--- EXERCISE REQUIREMENTS ---
• 1. List every percentage figure given in the passage on ocean transportation results.
• 2. According to the passage on ocean transportation results, what was the main cause of the decrease in Hawaii automobile volume?
• 3. Carry on the passage on ocean transportation results, picking up after its final sentence.

--- DOCUMENT TEXT ---
****************************************

Ocean transportation revenue increased $92.0 million, or 11.6 percent, in the
nine months ended September 30, 2012 compared with the nine months ended
September 30, 2011.  The increase was due principally to net volume growth,
driven primarily by the exit of a major competitor from the Guam trade in
mid-November 2011, an increase in freight rates and volume in the China trade,
and increased fuel surcharges resulting from higher fuel prices, partially
offset by reduced volumes in the Hawaii trade.

Container and automobile volume decreased in the Hawaii trade in the nine
months ended September 30, 2012 compared with the nine months ended September
30, 2011: Hawaii container volume decreased 2.8 percent due to market
weakness, competitive pressures, and a modest market contraction resulting
from direct foreign sourcing of cargo; Hawaii automobile volume decreased 2.1
percent due primarily to the timing of automobile rental fleet replacement.
Container volume in the China and Guam trades increased during the nine months
ended September 30, 2012 as compared to the nine months ended September 30,
2011: China container volume increased 6.5 percent due to increased demand and
a shift in direct foreign sourcing of cargo destined to Hawaii; Guam volume
was higher, increasing 88.1 percent in the nine months, due to gains related
to the departure of a major competitor from the trade in mid-November 2011.

****************************************

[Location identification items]
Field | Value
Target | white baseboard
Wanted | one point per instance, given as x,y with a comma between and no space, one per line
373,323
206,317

****************************************

--- RESPONSES TO THE EXERCISE ---
• 1. 11.6 percent, 2.8 percent, 2.1 percent, 6.5 percent, 88.1 percent

• 2. The timing of automobile rental fleet replacement.

• 3.
Ocean transportation operating income increased $8.7 million, or 14.2 percent,
in the nine months ended September 30, 2012 compared with the nine months
ended September 30, 2011. However, net of expenses related to separation and
shutdown of CLX2, operating income increased by $11.7 million, or 17.4
percent.  The increase in operating income was principally due to higher
volume in the Guam trade and increased freight rates and volume in the China
trade, partially offset by decreased volume in Hawaii, increased costs related
to vessel and barge dry-docking and higher outside transportation costs due to
increased activity in the Guam trade. The Company also incurred higher
terminal handling costs due primarily to increased wharfage and container
handling rates, higher vessel expenses and higher general and administrative
expenses. 

The Company's SSAT joint venture contributed $3.1 million to operating income
during the nine months ended September 30, 2012 compared with $6.8 million
reported for the same period last year. The decline is primarily due to the
loss of volume from several major customers.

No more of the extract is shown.